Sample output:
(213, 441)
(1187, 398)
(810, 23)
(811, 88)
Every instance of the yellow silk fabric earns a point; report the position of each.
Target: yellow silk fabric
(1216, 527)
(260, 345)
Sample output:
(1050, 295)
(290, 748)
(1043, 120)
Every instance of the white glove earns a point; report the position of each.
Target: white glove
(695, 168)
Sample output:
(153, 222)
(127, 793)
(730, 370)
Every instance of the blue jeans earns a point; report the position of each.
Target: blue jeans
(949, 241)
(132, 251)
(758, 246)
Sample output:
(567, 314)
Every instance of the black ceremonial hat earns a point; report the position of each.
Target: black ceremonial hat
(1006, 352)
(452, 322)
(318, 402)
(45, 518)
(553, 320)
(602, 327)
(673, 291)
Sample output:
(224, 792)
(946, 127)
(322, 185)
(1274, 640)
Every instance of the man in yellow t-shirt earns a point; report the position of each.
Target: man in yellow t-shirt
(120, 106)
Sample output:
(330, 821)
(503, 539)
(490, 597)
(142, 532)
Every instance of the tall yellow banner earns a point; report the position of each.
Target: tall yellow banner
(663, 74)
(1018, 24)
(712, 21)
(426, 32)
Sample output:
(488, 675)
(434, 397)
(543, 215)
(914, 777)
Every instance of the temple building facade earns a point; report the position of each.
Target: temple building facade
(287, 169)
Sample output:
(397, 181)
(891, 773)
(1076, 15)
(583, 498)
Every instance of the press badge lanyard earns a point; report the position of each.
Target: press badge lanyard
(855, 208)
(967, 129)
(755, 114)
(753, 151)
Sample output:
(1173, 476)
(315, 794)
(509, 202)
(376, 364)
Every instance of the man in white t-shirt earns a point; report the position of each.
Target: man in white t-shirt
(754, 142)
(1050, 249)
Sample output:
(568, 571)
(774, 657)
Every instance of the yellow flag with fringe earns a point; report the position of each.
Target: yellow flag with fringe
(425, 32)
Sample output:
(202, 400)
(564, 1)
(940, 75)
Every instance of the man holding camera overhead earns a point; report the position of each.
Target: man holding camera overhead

◆ What is being asked
Which lines in the records above contain the word "overhead"? Copy each of them in full.

◆ The completed task
Every instance of the man holding camera overhead earns a point; report the position of each.
Target: man holding camera overhead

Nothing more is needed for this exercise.